RECORDED INFORMATION:

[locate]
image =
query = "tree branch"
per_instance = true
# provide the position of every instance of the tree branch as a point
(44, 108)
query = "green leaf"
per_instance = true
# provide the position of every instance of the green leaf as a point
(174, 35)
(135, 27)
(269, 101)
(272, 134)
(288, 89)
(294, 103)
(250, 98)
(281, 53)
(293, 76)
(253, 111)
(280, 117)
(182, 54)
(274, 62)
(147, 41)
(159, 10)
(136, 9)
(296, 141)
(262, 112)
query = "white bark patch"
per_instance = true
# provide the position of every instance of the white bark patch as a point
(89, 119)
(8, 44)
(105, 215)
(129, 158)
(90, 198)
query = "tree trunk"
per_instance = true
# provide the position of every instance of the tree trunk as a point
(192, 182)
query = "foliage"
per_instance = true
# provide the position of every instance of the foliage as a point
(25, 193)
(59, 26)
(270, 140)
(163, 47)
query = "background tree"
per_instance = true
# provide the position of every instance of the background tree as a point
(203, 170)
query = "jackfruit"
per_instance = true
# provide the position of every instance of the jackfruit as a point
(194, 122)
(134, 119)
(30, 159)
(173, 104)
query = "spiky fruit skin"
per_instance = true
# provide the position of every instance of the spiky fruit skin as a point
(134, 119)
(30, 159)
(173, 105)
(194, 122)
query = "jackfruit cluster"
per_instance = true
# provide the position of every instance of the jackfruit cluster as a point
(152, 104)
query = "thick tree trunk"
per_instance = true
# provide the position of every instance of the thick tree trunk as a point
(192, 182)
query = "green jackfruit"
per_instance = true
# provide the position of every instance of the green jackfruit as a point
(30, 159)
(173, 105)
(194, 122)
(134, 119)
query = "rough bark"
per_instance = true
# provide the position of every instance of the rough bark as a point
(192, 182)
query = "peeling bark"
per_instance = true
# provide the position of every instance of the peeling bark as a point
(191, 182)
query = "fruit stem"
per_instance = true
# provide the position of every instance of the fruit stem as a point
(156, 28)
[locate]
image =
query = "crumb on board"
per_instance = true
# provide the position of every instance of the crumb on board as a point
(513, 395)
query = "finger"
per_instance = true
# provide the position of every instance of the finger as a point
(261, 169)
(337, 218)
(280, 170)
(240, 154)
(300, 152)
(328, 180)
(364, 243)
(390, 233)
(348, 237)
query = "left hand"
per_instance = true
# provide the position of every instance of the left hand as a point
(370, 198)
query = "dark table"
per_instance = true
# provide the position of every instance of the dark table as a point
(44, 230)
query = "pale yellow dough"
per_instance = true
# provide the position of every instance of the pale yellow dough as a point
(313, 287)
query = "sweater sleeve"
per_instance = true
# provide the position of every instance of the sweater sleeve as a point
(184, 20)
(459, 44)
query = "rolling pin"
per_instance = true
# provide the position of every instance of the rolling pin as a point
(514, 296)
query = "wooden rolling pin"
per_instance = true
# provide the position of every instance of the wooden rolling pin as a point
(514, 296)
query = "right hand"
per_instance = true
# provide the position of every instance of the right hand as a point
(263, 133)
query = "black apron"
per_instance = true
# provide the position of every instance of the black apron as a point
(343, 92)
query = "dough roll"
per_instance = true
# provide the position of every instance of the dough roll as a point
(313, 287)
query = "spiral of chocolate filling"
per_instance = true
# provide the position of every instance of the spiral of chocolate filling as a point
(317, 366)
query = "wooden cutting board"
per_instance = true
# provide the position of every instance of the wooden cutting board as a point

EXERCISE: Read the data above and pull out each line that holds the string "cutting".

WRITTEN SOLUTION:
query = "wooden cutting board"
# provide the position of every instance of the wooden cutting board as a point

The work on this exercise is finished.